EXERCISE TASK
Print verbatim every line starting at the one that contains "TARGET: concrete walkway to door" and ending at the final line of the records; include both endpoints.

DATA FOR THE TASK
■ ■ ■ ■

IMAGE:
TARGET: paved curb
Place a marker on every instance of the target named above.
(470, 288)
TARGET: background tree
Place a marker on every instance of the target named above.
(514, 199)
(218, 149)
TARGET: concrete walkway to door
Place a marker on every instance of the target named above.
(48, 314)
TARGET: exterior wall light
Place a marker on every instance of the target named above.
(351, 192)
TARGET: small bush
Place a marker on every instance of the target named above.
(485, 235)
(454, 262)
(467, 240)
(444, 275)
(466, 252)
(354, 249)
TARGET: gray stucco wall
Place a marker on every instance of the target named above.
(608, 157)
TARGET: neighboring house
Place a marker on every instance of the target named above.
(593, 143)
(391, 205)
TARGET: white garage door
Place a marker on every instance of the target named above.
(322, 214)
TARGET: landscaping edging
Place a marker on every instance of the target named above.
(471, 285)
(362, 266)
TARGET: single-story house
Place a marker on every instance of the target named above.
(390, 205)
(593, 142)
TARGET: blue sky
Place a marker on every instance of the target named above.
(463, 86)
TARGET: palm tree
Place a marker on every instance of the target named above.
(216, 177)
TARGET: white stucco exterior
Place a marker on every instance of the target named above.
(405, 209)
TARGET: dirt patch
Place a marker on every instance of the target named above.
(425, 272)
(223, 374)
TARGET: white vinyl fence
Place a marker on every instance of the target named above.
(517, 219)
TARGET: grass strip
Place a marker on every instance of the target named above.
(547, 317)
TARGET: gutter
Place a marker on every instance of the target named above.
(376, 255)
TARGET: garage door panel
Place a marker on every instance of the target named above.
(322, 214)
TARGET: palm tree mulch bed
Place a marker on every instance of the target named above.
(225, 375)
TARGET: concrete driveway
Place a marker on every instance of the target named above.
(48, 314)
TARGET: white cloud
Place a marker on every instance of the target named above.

■ ■ ■ ■

RESULT
TARGET: concrete walkway to door
Place a marker on every instance of the target named above.
(48, 314)
TARGET: exterior wall light
Place a marker on every instance of the target named above.
(351, 192)
TARGET: small bush
Place a marker on every instance of the target named above.
(485, 235)
(454, 262)
(467, 240)
(444, 275)
(466, 252)
(354, 249)
TARGET: gray stucco wall
Place a marker on every instance of the target named above.
(608, 157)
TARGET: neighboring house
Place a marker on every instance of the target named above.
(593, 143)
(391, 205)
TARGET: white garage door
Place a marker on every instance of the target named above.
(322, 214)
TARGET: landscaping edging
Place a marker on every instance of the target named above.
(471, 285)
(362, 266)
TARGET: single-story house
Place a marker on every instance of the target named above.
(390, 205)
(593, 142)
TARGET: blue sky
Place a marker on every instance of the target named above.
(463, 86)
TARGET: palm tree
Place a marker on every instance of the target named above.
(216, 177)
TARGET: white stucco exterior
Place a marker on every instance of the target named above.
(405, 209)
TARGET: dirt patch
Place a marker on every instance of the target named above.
(425, 272)
(223, 374)
TARGET: white vinyl fence
Place a marker on every instance of the target named above.
(517, 219)
TARGET: grass strip
Place a marker on every instance of the target named above.
(547, 317)
TARGET: gutter
Place a marker on every instance of the target named above.
(376, 255)
TARGET: garage door panel
Place a marker on every instance of the target named above.
(322, 214)
TARGET: palm tree mulch bed
Place a marker on every instance of the target named above.
(225, 375)
TARGET: concrete driveway
Place a marker on every instance of the target named above.
(48, 314)
TARGET: white cloud
Place a marker on every instance of the target named above.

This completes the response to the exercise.